§ Input for this task
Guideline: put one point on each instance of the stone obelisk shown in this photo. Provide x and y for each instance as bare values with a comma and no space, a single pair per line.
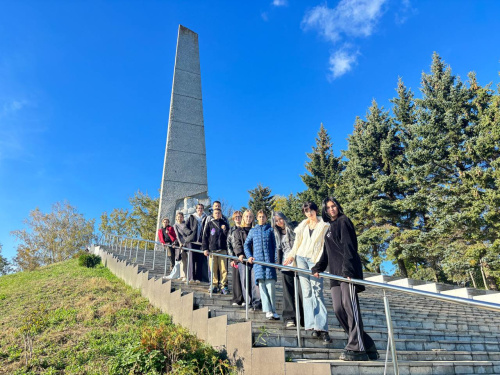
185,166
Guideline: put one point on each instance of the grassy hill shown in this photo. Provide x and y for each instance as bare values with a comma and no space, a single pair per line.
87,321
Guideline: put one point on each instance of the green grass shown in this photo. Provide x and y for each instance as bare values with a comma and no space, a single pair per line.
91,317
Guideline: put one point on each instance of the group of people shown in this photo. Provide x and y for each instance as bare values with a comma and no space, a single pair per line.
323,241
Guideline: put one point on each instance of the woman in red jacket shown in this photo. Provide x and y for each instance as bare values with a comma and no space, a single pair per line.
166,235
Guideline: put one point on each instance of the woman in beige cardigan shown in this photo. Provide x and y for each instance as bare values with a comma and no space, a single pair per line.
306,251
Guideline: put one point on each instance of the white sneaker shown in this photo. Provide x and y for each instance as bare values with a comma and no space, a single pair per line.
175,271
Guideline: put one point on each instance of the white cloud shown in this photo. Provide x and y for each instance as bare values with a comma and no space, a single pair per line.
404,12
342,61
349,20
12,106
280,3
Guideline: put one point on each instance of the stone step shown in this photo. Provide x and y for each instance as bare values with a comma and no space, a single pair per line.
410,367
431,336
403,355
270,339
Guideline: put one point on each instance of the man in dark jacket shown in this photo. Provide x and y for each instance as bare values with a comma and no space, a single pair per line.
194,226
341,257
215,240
---
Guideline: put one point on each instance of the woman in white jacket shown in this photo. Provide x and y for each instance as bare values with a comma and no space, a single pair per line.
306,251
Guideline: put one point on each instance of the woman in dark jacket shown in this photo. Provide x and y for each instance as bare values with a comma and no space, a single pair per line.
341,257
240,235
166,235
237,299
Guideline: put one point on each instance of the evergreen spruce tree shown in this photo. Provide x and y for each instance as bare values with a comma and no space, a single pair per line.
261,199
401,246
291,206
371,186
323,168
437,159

§ Work to complete
Return every line of the data above that contains the word "dark". Treat uppercase and lowercase as different.

§ Solution to the problem
Guideline: put one point on each instance of the man in dark jacket shown in this photo. Provide x and y for each instance as bare values with a comma and no space, a single pair per line.
Guideline: put one point on each instance of the woman in dark jacket shown in this photo. Provide x and y for each instance as bare values with a comma and no space, a single pair per line.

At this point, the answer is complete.